= EXERCISE INSTRUCTIONS =
Reproduce the following records verbatim, every line as it stands.

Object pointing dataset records
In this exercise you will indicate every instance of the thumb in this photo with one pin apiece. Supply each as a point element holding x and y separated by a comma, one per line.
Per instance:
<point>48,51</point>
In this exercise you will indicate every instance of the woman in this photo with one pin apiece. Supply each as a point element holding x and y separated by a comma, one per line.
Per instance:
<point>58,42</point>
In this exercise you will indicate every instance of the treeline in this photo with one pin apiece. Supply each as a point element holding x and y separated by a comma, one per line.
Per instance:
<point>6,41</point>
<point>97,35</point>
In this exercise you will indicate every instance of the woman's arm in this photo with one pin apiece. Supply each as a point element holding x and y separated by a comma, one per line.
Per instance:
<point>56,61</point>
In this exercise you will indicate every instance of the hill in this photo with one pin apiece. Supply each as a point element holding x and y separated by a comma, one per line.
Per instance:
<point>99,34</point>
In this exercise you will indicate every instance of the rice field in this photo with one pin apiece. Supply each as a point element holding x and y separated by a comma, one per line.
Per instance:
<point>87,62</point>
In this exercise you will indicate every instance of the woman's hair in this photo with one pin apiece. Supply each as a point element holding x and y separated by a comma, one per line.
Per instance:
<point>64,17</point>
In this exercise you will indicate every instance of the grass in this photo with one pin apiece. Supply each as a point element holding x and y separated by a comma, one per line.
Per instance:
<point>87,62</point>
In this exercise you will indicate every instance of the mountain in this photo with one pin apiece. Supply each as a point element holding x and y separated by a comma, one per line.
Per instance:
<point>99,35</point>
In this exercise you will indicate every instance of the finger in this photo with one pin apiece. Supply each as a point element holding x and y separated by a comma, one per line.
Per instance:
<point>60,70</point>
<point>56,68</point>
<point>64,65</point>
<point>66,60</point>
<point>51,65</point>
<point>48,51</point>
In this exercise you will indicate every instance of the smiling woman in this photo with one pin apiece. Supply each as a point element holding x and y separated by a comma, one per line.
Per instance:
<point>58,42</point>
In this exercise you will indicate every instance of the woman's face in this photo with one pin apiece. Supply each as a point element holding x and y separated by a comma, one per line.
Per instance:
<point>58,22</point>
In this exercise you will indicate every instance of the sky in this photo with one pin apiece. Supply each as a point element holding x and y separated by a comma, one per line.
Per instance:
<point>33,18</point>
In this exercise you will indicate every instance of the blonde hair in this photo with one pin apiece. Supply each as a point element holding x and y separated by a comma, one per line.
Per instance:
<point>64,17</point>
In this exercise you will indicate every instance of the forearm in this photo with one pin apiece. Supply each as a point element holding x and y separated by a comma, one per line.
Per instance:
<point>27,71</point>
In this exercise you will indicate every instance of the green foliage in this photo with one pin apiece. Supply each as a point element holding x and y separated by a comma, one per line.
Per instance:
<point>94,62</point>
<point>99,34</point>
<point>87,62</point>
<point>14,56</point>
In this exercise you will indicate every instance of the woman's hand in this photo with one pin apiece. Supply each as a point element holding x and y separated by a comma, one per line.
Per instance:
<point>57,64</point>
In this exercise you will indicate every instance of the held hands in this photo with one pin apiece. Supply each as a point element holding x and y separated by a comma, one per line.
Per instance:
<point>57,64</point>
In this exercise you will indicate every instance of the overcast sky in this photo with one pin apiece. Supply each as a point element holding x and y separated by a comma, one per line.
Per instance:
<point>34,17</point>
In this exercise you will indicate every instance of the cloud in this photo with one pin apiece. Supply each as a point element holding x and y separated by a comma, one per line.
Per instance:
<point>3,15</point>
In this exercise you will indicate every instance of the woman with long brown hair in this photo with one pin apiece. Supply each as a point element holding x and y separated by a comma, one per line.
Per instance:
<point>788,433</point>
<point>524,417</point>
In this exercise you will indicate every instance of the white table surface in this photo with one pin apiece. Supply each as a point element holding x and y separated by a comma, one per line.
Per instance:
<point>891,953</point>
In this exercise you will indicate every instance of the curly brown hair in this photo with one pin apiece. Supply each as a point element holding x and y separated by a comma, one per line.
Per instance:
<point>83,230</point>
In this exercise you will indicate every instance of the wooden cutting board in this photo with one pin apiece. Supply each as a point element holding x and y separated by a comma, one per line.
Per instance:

= WORKED SOLUTION =
In this exercise you will indicate every instance of the thumb in this photo with one pin apiece. Supply each as a point element holding x and y separated by a comma, one per line.
Per instance:
<point>48,51</point>
In this exercise you will indicate every instance of the woman in this photo with one pin apiece. Supply each as a point element holding x and y separated by a comma, one per line.
Per instance:
<point>58,42</point>
In this exercise you will indicate every instance of the treeline in this photo with one pin apiece. Supply each as a point element holding x and y separated by a comma, one per line.
Per instance:
<point>6,41</point>
<point>97,35</point>
In this exercise you will indicate every instance of the woman's arm in this photo with one pin apiece. Supply each as a point element holding x and y separated by a comma, one per line.
Per instance:
<point>56,61</point>
In this exercise you will indicate every instance of the hill in this photo with one pin apiece. Supply each as a point element holding x and y separated by a comma, one per line.
Per instance:
<point>99,34</point>
In this exercise you will indicate every instance of the rice field in this photo with one pin apiece. Supply each as a point element holding x and y separated by a comma, one per line.
Per instance:
<point>87,62</point>
In this exercise you will indicate every instance of the woman's hair in this photo with one pin apiece. Supply each as a point element holding x and y separated by a comma, one per line.
Per instance:
<point>64,17</point>
In this exercise you will indicate every instance of the grass in this photo with one pin apiece. Supply each as a point element holding x and y separated by a comma, one per line.
Per instance:
<point>87,62</point>
In this exercise you will indicate every instance of the mountain in this photo with one pin apiece. Supply each as a point element holding x and y separated by a comma, one per line.
Per instance:
<point>99,35</point>
In this exercise you will indicate every instance of the finger in this photo with one pin apiece. Supply each as a point element holding x and y separated by a comma, one per line.
Per instance:
<point>60,70</point>
<point>56,68</point>
<point>64,65</point>
<point>66,60</point>
<point>51,65</point>
<point>48,51</point>
In this exercise you will indicate every instance of the smiling woman in this photo with one pin apiece. Supply each as a point element holding x and y separated by a comma, one per line.
Per instance:
<point>58,42</point>
In this exercise you will indicate every instance of the woman's face in this photo with one pin apiece. Supply each as a point element holding x and y separated by a comma, one per line.
Per instance:
<point>58,22</point>
In this exercise you will indicate every instance of the sky in this photo with one pin apiece. Supply each as a point element holding x and y separated by a comma, one per line.
Per instance:
<point>33,18</point>
In this exercise you will indicate every instance of the blonde hair in this photo with one pin apiece. Supply each as a point element holding x and y separated by a comma, one per line.
Per instance:
<point>64,17</point>
In this exercise you will indicate every instance of the forearm in this photo with one pin apiece. Supply each as a point element holding x and y separated by a comma, one per line.
Per instance:
<point>27,71</point>
In this exercise you will indicate every instance of the green foliage in this photo with one pin apiece. Supply each as a point element holding x and y separated by a comma, one per line.
Per instance:
<point>94,62</point>
<point>99,34</point>
<point>87,62</point>
<point>14,56</point>
In this exercise you will indicate every instance of the woman's hand in this photo with one pin apiece. Supply each as a point element holding x and y separated by a comma, one per line.
Per instance:
<point>57,64</point>
In this exercise you will indicate every instance of the held hands in this photo with one pin apiece. Supply each as a point element holding x and y separated by a comma, one per line.
Per instance:
<point>57,64</point>
In this exercise you will indicate every instance of the overcast sky in this photo with one pin apiece. Supply each as a point element holding x and y separated by a comma, one per line.
Per instance:
<point>34,17</point>
In this exercise you will indicate every instance of the cloud in this photo with one pin apiece. Supply each as a point element holding x and y separated by a comma, one per line.
Per instance:
<point>3,15</point>
In this exercise you will indicate every instance of the woman with long brown hair in this photo with one pin apiece. Supply each as a point element holding x and y separated by a comma, one per line.
Per instance:
<point>788,433</point>
<point>524,417</point>
In this exercise you will indicate every instance of the white table surface in this photo with one pin apiece. Supply each as a point element holding x and y separated by a comma, one per line.
Per instance:
<point>891,953</point>
In this exercise you will indicate every instance of the curly brown hair in this photo with one pin apiece. Supply each as a point element holding x and y separated by a comma, one per line.
Per instance:
<point>83,230</point>
In this exercise you will indicate every instance of the wooden cutting board in this photo with one pin apiece. Supply each as a point element holding x and y separated by a comma, one per line.
Per instance:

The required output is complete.